* **ACTION ITEM**
Please report each line of the rows below that contains the word "negative", copying every such line in full.

* **EXCERPTED RECORDS**
********************

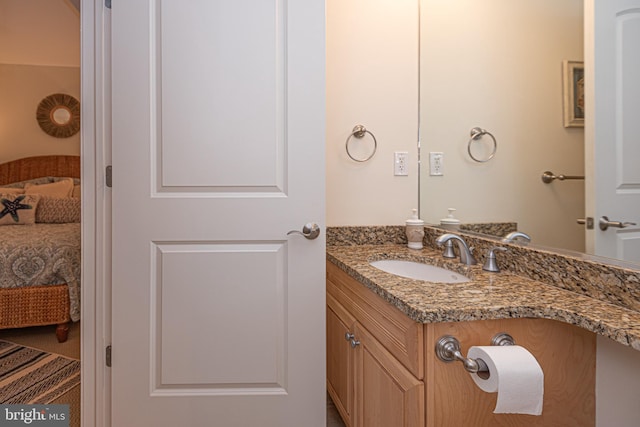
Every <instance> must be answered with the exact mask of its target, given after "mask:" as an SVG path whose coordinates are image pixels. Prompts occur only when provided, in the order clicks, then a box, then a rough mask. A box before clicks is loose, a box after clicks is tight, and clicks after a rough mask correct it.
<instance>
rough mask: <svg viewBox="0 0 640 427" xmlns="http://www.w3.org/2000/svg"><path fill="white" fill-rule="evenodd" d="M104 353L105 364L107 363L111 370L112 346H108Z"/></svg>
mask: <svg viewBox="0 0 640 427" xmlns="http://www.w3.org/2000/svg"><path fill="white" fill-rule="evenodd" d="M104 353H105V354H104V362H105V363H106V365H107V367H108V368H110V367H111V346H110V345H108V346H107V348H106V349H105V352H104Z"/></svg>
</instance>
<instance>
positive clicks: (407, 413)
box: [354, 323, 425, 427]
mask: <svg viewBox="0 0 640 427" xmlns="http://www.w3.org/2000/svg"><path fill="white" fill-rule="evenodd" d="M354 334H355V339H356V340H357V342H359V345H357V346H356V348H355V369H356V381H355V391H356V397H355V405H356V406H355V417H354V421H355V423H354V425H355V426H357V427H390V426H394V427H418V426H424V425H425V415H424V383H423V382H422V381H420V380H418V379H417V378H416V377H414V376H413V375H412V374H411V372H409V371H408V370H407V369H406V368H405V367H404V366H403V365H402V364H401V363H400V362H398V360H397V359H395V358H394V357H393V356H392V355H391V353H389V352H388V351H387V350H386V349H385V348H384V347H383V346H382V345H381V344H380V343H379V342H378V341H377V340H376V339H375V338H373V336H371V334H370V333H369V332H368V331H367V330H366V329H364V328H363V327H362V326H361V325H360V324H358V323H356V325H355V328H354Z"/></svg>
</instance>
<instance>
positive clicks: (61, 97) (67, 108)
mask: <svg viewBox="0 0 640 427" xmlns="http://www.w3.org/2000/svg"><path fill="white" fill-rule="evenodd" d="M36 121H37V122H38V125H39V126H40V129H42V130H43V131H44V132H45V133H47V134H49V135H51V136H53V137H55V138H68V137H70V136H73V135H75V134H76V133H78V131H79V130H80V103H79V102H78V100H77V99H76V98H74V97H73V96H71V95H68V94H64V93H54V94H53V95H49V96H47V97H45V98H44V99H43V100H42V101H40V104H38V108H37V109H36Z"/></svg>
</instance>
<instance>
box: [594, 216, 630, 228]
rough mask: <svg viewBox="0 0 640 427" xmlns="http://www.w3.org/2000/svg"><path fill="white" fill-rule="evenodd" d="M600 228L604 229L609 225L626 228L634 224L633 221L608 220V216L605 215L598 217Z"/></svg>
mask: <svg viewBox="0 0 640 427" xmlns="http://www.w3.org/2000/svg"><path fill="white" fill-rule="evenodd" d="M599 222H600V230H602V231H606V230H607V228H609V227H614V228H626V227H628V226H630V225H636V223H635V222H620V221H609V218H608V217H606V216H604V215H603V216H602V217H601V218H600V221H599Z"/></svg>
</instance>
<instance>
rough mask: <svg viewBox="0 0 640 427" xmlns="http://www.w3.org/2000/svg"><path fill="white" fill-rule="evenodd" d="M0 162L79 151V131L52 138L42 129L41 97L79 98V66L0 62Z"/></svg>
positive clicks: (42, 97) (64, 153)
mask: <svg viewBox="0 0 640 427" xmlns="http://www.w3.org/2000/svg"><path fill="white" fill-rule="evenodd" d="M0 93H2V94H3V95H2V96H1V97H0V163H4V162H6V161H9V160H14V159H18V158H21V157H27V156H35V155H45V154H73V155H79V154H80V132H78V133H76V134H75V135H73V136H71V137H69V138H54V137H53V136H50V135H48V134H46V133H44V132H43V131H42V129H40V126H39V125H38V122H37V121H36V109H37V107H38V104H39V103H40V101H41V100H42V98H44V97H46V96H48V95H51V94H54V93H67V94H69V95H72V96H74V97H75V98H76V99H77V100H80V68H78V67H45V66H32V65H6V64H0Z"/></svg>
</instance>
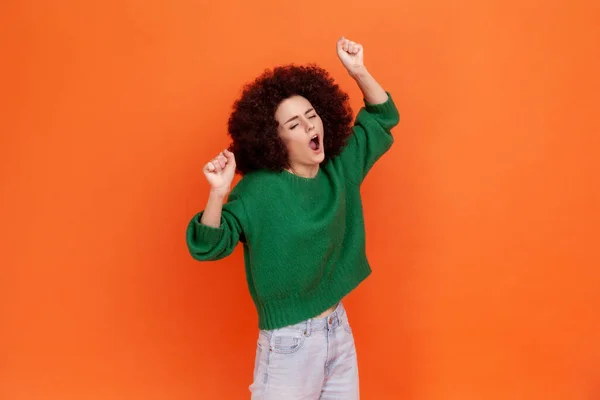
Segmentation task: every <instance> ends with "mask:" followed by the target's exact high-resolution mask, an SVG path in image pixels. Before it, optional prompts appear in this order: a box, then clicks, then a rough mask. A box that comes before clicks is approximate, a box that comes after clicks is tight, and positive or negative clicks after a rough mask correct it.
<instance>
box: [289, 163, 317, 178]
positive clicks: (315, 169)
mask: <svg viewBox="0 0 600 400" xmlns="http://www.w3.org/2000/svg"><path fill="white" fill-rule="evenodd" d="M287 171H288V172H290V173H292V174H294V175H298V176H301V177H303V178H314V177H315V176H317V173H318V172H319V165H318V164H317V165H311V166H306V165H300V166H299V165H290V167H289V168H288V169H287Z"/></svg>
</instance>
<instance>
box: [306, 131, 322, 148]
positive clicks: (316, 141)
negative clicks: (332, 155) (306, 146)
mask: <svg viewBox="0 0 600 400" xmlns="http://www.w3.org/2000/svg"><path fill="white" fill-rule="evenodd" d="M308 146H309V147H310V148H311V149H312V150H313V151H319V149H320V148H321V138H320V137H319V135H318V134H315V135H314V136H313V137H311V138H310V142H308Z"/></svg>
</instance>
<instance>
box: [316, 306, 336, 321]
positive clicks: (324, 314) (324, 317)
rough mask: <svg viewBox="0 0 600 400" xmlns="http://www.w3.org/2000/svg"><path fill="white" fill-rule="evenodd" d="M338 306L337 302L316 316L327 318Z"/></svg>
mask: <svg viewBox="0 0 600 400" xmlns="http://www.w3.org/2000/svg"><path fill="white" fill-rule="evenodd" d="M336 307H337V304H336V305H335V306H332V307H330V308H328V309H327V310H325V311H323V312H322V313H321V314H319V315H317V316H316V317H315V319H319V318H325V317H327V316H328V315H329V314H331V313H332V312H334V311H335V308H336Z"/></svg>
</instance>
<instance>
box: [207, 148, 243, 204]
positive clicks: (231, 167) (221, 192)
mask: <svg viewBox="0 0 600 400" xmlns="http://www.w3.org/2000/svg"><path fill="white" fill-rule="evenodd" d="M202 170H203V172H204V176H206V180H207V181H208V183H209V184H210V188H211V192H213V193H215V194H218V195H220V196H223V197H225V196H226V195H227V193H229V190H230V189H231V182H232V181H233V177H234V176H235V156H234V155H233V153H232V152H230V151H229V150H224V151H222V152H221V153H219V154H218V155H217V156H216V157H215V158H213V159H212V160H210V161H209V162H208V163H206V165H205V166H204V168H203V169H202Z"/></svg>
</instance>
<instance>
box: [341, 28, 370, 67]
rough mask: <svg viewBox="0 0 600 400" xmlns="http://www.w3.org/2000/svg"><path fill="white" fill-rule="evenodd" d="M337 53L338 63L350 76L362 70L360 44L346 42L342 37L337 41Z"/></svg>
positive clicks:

********************

* **REPLY TO THE TASK**
Segmentation task: every <instance> ends with "mask:" followed by the target's exact high-resolution mask, an SVG path in image pixels. Before it, optional prompts appear in this order: a box, then clicks, then a rough mask. A box that comes before clicks is approximate, a box that comes after clicks is tight, and positive or negative clicks after a rough mask correct it.
negative clicks: (332, 155) (306, 146)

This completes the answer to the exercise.